Description of the task.
Below are the records; copy exactly the lines from the first through the one containing "task | identify every instance of the white yard", both included, and leave out the pictures.

Material for this exercise.

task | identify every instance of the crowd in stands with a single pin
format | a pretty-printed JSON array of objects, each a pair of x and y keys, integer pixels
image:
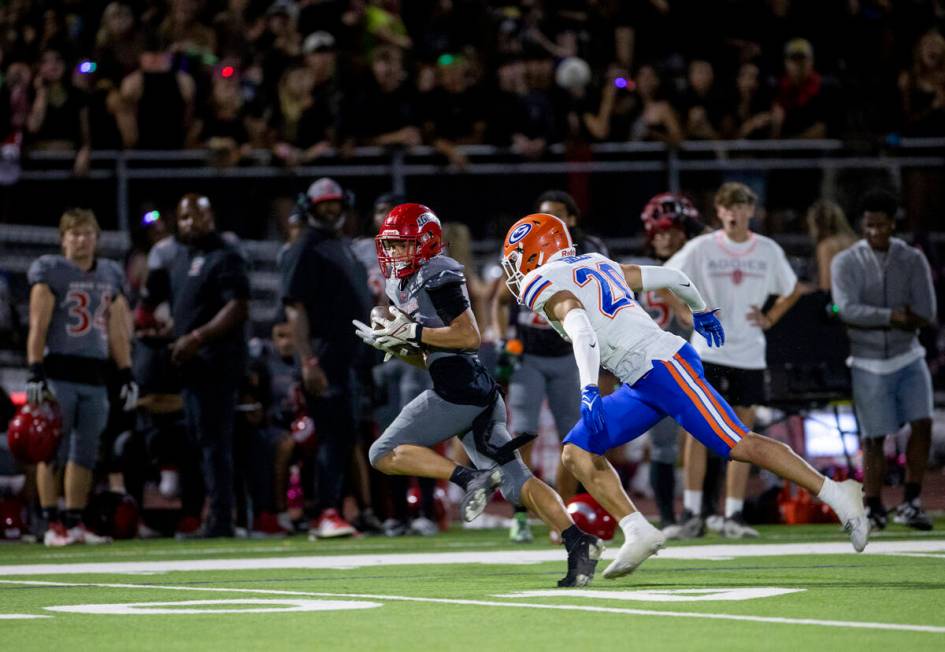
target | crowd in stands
[{"x": 301, "y": 78}]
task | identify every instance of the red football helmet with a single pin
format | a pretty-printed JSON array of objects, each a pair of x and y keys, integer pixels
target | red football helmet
[
  {"x": 410, "y": 235},
  {"x": 35, "y": 431},
  {"x": 591, "y": 517},
  {"x": 667, "y": 211}
]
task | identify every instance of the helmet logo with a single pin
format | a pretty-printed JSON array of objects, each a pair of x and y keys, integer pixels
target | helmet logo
[
  {"x": 426, "y": 218},
  {"x": 519, "y": 233}
]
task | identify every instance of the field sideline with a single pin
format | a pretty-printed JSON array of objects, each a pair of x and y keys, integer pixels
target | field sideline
[{"x": 797, "y": 587}]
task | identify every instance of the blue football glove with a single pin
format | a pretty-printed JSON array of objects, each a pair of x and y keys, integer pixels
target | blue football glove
[
  {"x": 709, "y": 327},
  {"x": 592, "y": 411}
]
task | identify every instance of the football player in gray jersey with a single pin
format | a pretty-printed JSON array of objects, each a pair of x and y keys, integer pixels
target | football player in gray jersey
[
  {"x": 78, "y": 319},
  {"x": 431, "y": 324},
  {"x": 669, "y": 220}
]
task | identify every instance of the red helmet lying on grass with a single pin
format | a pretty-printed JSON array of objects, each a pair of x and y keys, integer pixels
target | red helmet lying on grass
[{"x": 35, "y": 431}]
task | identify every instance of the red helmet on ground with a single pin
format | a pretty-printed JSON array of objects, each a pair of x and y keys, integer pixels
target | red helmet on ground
[
  {"x": 11, "y": 518},
  {"x": 670, "y": 210},
  {"x": 35, "y": 431},
  {"x": 591, "y": 517},
  {"x": 418, "y": 230}
]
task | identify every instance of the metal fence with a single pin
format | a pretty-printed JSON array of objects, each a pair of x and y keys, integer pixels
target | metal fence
[{"x": 612, "y": 179}]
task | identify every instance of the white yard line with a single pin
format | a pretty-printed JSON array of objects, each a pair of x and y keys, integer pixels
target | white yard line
[
  {"x": 516, "y": 605},
  {"x": 514, "y": 557}
]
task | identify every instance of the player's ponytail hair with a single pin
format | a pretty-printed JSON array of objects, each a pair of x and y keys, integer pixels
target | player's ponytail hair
[{"x": 75, "y": 218}]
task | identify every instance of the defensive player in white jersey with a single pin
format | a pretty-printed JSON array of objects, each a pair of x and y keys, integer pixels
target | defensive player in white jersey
[
  {"x": 588, "y": 300},
  {"x": 737, "y": 270}
]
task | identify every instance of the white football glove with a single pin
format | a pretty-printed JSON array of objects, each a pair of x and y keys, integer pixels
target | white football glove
[{"x": 399, "y": 331}]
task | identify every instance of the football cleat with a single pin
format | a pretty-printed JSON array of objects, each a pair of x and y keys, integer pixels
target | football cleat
[
  {"x": 910, "y": 513},
  {"x": 478, "y": 492},
  {"x": 57, "y": 536},
  {"x": 521, "y": 532},
  {"x": 582, "y": 561},
  {"x": 394, "y": 528},
  {"x": 330, "y": 526},
  {"x": 852, "y": 513},
  {"x": 734, "y": 527},
  {"x": 642, "y": 543},
  {"x": 81, "y": 534},
  {"x": 424, "y": 527}
]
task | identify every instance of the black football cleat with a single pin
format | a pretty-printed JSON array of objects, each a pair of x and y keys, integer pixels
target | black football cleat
[
  {"x": 478, "y": 492},
  {"x": 582, "y": 561}
]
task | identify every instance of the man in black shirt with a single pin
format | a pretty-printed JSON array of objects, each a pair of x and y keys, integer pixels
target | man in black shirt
[
  {"x": 324, "y": 287},
  {"x": 208, "y": 289}
]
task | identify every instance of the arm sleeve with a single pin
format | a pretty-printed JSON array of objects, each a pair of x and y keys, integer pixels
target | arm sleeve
[
  {"x": 38, "y": 272},
  {"x": 784, "y": 279},
  {"x": 846, "y": 281},
  {"x": 674, "y": 280},
  {"x": 300, "y": 275},
  {"x": 584, "y": 340},
  {"x": 449, "y": 301},
  {"x": 921, "y": 291}
]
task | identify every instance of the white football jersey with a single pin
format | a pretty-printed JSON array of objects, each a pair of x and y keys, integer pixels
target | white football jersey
[
  {"x": 734, "y": 276},
  {"x": 628, "y": 337}
]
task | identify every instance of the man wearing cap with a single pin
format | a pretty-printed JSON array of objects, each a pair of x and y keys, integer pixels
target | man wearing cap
[
  {"x": 324, "y": 287},
  {"x": 207, "y": 285},
  {"x": 802, "y": 101}
]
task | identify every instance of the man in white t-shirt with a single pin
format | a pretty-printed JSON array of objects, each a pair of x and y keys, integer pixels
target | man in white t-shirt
[{"x": 736, "y": 270}]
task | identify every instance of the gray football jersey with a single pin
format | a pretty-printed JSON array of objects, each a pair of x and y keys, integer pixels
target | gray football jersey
[
  {"x": 79, "y": 324},
  {"x": 656, "y": 306},
  {"x": 414, "y": 299}
]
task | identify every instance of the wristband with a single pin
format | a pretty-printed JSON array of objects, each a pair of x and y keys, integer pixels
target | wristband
[{"x": 37, "y": 371}]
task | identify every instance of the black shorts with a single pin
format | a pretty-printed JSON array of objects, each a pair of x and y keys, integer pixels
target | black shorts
[{"x": 740, "y": 387}]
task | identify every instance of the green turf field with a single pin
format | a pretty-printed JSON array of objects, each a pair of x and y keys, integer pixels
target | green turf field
[{"x": 798, "y": 588}]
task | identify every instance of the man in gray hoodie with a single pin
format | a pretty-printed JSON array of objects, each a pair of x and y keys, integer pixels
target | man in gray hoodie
[{"x": 883, "y": 290}]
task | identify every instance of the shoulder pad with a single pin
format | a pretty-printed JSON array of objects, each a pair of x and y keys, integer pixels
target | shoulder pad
[
  {"x": 163, "y": 252},
  {"x": 440, "y": 271},
  {"x": 42, "y": 268}
]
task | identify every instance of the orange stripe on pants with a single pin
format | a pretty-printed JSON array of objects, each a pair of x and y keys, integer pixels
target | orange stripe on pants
[
  {"x": 708, "y": 392},
  {"x": 695, "y": 400}
]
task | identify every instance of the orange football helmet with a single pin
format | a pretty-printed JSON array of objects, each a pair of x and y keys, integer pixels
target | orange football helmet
[{"x": 531, "y": 242}]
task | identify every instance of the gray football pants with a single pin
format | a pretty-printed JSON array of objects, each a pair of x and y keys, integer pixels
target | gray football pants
[
  {"x": 84, "y": 416},
  {"x": 539, "y": 376},
  {"x": 428, "y": 420}
]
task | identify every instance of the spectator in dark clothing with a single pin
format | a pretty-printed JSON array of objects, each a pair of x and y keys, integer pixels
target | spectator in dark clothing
[
  {"x": 208, "y": 288},
  {"x": 749, "y": 115},
  {"x": 803, "y": 101},
  {"x": 702, "y": 107},
  {"x": 383, "y": 107},
  {"x": 158, "y": 102},
  {"x": 922, "y": 88},
  {"x": 454, "y": 112},
  {"x": 324, "y": 287},
  {"x": 302, "y": 128}
]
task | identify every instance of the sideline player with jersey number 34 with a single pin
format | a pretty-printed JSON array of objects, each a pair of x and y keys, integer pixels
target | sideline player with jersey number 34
[{"x": 588, "y": 300}]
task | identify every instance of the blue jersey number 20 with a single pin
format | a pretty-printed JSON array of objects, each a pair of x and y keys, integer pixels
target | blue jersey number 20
[{"x": 614, "y": 293}]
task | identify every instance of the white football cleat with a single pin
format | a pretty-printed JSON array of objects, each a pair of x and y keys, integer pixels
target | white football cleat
[
  {"x": 852, "y": 513},
  {"x": 645, "y": 542}
]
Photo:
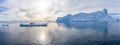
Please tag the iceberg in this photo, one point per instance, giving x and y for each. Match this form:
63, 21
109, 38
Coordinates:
94, 16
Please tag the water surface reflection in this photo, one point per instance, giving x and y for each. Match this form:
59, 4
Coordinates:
75, 33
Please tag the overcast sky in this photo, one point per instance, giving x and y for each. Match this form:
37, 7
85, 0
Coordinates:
40, 9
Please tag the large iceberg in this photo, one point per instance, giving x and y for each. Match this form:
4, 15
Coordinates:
94, 16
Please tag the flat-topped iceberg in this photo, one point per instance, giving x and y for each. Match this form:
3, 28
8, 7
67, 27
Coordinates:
94, 16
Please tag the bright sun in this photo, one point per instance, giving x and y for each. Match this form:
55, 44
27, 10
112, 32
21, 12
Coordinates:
42, 5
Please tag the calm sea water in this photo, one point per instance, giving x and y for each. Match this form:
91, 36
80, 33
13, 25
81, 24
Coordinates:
75, 33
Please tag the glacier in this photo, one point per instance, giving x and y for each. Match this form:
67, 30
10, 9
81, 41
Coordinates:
94, 16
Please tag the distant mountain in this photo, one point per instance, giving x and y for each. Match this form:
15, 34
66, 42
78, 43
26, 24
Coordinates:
94, 16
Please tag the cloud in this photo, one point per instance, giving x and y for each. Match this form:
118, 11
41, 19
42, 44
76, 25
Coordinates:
38, 9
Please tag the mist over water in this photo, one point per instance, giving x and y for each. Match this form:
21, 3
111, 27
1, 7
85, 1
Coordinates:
75, 33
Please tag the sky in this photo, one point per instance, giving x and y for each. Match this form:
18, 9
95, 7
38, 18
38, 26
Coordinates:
51, 9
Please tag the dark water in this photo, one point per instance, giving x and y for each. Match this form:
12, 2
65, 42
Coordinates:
75, 33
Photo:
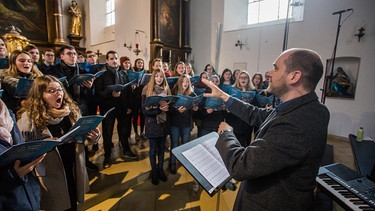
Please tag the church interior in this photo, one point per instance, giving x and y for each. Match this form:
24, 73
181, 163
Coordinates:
205, 32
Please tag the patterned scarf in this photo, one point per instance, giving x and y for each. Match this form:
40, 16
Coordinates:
6, 123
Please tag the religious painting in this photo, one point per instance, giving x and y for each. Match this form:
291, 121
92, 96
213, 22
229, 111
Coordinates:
341, 80
27, 15
169, 21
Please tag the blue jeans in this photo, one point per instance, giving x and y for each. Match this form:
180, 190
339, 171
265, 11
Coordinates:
176, 133
157, 146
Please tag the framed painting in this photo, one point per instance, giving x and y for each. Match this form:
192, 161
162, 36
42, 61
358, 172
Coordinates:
169, 13
29, 16
342, 81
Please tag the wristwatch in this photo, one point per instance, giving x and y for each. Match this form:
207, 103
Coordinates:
225, 130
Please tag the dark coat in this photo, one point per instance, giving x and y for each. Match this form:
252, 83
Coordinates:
279, 168
17, 193
107, 101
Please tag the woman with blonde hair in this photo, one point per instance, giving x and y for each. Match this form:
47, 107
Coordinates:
156, 123
243, 82
181, 118
20, 66
179, 69
49, 111
240, 128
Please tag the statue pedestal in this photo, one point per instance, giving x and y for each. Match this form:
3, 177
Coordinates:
75, 40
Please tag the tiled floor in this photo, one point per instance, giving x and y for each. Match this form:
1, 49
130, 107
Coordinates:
125, 185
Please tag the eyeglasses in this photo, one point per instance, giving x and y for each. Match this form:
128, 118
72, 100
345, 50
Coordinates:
53, 91
71, 53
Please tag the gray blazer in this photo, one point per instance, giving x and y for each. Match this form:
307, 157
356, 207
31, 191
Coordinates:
279, 167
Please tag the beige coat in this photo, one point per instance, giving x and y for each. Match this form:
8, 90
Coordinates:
51, 174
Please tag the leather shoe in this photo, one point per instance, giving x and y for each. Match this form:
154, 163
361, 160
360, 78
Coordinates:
91, 166
162, 176
154, 177
106, 163
173, 169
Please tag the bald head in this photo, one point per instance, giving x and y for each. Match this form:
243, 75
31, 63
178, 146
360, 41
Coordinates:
308, 62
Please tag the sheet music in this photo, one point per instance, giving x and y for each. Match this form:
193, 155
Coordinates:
206, 159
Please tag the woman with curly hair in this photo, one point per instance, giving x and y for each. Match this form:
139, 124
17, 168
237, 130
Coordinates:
50, 112
20, 66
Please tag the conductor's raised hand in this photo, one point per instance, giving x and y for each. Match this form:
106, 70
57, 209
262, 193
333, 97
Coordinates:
216, 92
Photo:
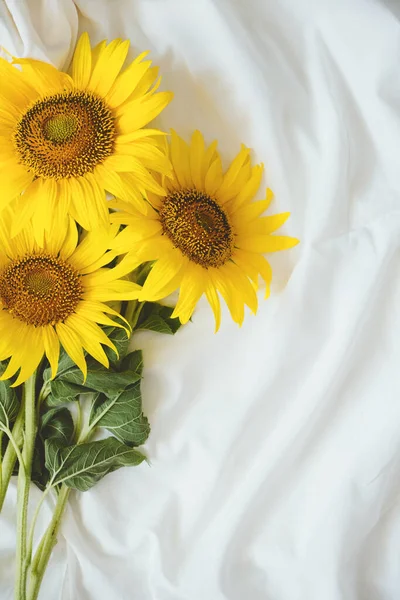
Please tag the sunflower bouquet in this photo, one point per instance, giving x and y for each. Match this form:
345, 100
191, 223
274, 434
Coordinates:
101, 218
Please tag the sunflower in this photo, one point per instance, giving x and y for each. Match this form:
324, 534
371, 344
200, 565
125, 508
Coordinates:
57, 294
205, 233
67, 139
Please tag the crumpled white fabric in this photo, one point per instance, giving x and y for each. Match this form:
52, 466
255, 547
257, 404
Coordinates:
275, 459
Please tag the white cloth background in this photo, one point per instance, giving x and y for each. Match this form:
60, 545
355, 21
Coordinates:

Exercise result.
task | identify every instance of the crowd in stands with a single pin
format | a pretty-printed JSON array of objects, each a pair of x and y keys, integer pixels
image:
target | crowd in stands
[{"x": 301, "y": 78}]
task | identify every instance of the red football helmet with a single pin
format | a pretty-printed JSON array of objects, each a pair of x and y keys, integer pixels
target | red football helmet
[
  {"x": 410, "y": 235},
  {"x": 35, "y": 431},
  {"x": 591, "y": 517},
  {"x": 667, "y": 211}
]
task | identify every instance of the helmet logo with a single pin
format | a pretty-printed JSON array of objects, each a pair of x and y keys, integer pixels
target | helmet logo
[
  {"x": 426, "y": 218},
  {"x": 519, "y": 233}
]
task | identify every instance of the field sideline with a single pin
format | a pretty-printed JSON array of objects, each a pair of x and y keys, integer pixels
target | field sideline
[{"x": 797, "y": 587}]
task | identify every instance of the blue football glove with a single pin
format | a pretty-printed JSON array of objects, each a pair of x and y keys, integer pixels
target | blue football glove
[
  {"x": 709, "y": 327},
  {"x": 592, "y": 411}
]
task | identify every instance of the football player in gray jersey with a single pin
format | a pretty-printed JSON array of objects, each a pair of x and y keys, integer pixels
target | football player in gray jersey
[
  {"x": 78, "y": 319},
  {"x": 431, "y": 324},
  {"x": 669, "y": 220}
]
task | identify every instance of the red helmet lying on grass with a single pin
format | a pretty-printed JSON array of objects, each a pair of x and y keys, integer pixels
target | red helmet lying on grass
[{"x": 35, "y": 431}]
task | identify every instance of the red helmet on ground with a single pin
format | a pretty-printed JSON array of objects, each a pair of x and y keys, integer pixels
target | red helmet on ground
[
  {"x": 11, "y": 518},
  {"x": 670, "y": 210},
  {"x": 35, "y": 431},
  {"x": 591, "y": 517},
  {"x": 418, "y": 230}
]
task | identify every instance of the metal fence with a single pin
format | a pretty-printed JSON array of objects, each a pair of x and y keys, integer pixels
target | metal fence
[{"x": 612, "y": 179}]
task | identify every instance of the white yard line with a single pin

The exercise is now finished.